*PAGE TEXT*.
Muggleton, N. K., & Fincher, C. L. (2018). You're not my type: Do conservatives have a bias for seeing long-term mates? Evolution and Human Behavior, 39, 652-663.

“Work in evolutionary psychology shows that people favour attractive partners for short-term relationships and high-status partners for long-term relationships, but the role of social norms has been neglected. This paper broke new ground by investigating the role of social norms in two experiments, using sophisticated analyses to show that conservative social norms moderate short-term and long-term preferences. These findings pave the way for developing models of partner preference that draw on both evolutionary and social psychology.”


The winners of the 2016 Psychology PhD Student Publication Awards were Suzanne Aussems, Kirsty Lee, and Kostas Mantantzis and this is what the judging panel said about their award-winning publications:

Aussems, S., & Kita, S. (2017). Seeing iconic gestures while encoding events facilitates children's memory of these events. Child Development. Epub ahead of print.

"This paper gives a compelling theoretical argument for understanding potential effects of iconic gesture on pre-schoolers’ memory encoding for events. The study design is excellent example of tailoring a specific question to ruling out alternative explanations, showing that iconicity specifically enhances encoding by attracting attention to event features analogized in the gesture."

Lee, K., Guy, A., Dale, J., & Wolke, D. (2017). Adolescent desire for cosmetic surgery: associations with bullying and psychological functioning. Plastic and Reconstructive Surgery, 139, 1109-1118.

"This paper examines the relationships between bullying, psychological functioning, and desire for cosmetic surgery. Part of an ambitious broader program examining a cohort of over 2500 adolescents, the study showed that the link between bullying involvement and desire for cosmetic surgery is mediated by psychological functioning for bullying victims, but not for bullies. These results provide deeper theoretical understanding of psychological processes underlying bullies and bully victims’ raised interest in cosmetic surgery, and have implications for assessing whether cosmetic surgery is psychologically appropriate in clinical settings."

Extracted records
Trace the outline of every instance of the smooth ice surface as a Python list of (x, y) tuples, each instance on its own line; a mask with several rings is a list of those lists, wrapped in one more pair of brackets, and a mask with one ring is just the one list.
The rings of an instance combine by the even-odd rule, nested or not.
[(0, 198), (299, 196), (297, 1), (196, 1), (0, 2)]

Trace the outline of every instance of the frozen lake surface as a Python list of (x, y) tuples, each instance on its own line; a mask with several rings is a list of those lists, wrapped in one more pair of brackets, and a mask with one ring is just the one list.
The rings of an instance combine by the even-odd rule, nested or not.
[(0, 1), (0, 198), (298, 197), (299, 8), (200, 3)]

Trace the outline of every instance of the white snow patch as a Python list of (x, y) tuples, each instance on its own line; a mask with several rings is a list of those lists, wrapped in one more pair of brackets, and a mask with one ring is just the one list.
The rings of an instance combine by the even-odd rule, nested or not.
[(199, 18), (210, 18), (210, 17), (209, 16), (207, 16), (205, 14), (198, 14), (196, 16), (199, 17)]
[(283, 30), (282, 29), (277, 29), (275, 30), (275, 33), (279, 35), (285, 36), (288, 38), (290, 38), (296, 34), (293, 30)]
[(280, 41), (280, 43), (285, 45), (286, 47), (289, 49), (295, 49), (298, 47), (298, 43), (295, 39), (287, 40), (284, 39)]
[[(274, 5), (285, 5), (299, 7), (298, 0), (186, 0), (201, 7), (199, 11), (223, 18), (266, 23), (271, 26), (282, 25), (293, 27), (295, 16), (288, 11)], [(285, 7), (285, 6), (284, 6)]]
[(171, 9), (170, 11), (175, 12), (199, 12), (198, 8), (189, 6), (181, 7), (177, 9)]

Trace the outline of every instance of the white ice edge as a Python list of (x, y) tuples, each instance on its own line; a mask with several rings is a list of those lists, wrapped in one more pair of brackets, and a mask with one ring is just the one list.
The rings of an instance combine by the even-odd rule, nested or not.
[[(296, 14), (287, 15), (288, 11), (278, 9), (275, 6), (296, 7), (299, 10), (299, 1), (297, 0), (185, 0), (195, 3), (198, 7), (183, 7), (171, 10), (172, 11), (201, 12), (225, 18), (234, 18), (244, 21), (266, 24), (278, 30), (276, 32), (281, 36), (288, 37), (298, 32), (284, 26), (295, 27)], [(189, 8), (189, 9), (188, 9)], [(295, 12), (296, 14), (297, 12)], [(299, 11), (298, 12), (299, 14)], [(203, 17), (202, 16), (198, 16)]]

*WORK ORDER 1*. According to the award citations, who won the 2016 Psychology PhD Student Publication Awards? List each winner.
*WORK ORDER 2*. How large is the cohort of adolescents in the broader program described in the award citations?
*WORK ORDER 3*. Explain why the award citations say that the paper on conservatives and long-term mates broke new ground.
The extracted records were drawn from a separate source and bear no relation to the award citations.

*ANSWER AREA 1*. Suzanne Aussems, Kirsty Lee, Kostas Mantantzis

*ANSWER AREA 2*. It includes over 2500 adolescents.

*ANSWER AREA 3*. Work in evolutionary psychology on short-term and long-term partner preferences had neglected the role of social norms. This paper investigated that role in two experiments and showed that conservative social norms moderate short-term and long-term preferences.